Modern day Sushi is an exercise in patience for the consumer. It can be served with meat, seafood or vegetables in hundreds of combinations. All of the ingredients can be cooked or can be served raw. The list below will give you some idea of the more common Sushi terms...
|Sushi gives us some of the most beautiful presentations!|
Maki, a long roll covered in seaweed, filled with rice and other ingredients. Made by using a bamboo mat and then sliced into thin or thick pieces.
Futomaki, thick slices of Maki Sushi
Hosomaki, thin slices of Maki Sushi
Nigiri, hand formed sushi which is typically served with fish or other seafood on top of a finger shaped bed of rice
Temaki, hand rolled Sushi inside of a cone shaped piece of Nori
Donbiri, seafood or meat along with vegetables served over rice inside of a bowl
|Sashimi Platter with soy dipping sauce and|
California Roll, a non-traditional Maki where it's made in an inside-out style with the rice on the outside. The Nori is combined with avocado, cucumber and crabmeat in the middle
Nori, the word for the seaweed wrap used in making Maki Sushi
With the list of possible ingredients for Sushi being so vast, the health benefits are also just as long. Fish and seafood is highly nutritious and low in calories. Vitamin B12 is essential for building and maintaining healthy cells and iodine helps support the thyroid gland. All of this amounts to a big boost in health for your body. When you look at two of the biggest components of Sushi, Tuna and Salmon, you gain the benefit of adding a pair of foods rich in omega-3 fatty acids which are helpful in the prevention of heart disease and stroke. Rice, one of the main foods for more than half the world is a good source of protein and carbohydrates. Digested slowly it will release energy on a gradual basis and it has the added benefit of being gluten free, so it can be eaten by people who can't eat wheat based products. Ginger and Wasabi are a pair of seasonings rich in antibacterial properties, rich in Vitamin C while aiding the body's defense against the common cold and flu. People who need gluten free products should ask about gluten free Soy Sauce when ordering Sushi, many restaurants now carry a gluten free product to better take care of guests. For use at home, most supermarkets carry Tamari which is a gluten free Soy Sauce.

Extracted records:

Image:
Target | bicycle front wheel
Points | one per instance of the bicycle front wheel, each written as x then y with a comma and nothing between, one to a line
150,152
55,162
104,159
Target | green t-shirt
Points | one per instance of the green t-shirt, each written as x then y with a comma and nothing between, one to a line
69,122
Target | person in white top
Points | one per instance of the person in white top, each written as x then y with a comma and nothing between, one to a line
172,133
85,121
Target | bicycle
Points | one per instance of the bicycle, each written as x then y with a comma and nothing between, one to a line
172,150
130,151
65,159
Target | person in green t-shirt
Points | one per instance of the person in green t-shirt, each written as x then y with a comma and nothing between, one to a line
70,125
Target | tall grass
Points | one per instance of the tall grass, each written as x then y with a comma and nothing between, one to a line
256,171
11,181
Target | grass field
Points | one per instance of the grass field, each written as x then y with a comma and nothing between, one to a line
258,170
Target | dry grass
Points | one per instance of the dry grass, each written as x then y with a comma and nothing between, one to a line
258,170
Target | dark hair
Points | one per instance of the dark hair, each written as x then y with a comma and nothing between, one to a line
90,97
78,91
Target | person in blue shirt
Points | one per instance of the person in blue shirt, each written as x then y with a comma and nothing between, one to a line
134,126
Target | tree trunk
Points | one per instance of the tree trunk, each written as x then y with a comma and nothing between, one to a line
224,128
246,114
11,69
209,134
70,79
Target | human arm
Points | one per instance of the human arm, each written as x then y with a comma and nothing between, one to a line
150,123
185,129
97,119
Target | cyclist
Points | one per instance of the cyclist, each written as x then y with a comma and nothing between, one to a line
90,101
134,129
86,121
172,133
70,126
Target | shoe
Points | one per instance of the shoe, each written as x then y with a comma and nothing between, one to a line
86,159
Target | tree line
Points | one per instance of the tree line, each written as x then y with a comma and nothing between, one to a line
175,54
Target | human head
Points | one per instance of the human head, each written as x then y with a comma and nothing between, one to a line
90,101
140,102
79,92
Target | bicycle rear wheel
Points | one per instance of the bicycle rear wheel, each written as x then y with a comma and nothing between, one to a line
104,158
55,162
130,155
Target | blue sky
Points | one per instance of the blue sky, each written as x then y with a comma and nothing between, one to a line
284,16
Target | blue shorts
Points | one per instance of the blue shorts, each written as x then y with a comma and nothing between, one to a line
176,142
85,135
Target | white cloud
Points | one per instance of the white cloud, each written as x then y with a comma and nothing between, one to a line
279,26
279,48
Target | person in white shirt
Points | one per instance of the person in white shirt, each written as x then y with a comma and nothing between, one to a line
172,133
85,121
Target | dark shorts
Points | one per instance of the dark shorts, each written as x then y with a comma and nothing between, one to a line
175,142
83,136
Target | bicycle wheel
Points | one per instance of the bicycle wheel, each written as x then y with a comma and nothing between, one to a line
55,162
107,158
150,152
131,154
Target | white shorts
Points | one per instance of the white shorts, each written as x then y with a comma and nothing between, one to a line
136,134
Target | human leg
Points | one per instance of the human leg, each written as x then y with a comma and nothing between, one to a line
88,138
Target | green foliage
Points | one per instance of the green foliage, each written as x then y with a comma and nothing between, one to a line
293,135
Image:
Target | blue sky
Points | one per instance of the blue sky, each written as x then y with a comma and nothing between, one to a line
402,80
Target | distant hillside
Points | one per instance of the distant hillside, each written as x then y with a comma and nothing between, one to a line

- _Task goal_
According to the sushi passage, what gluten-free soy sauce do most supermarkets carry for home use?

- _Response area_
Tamari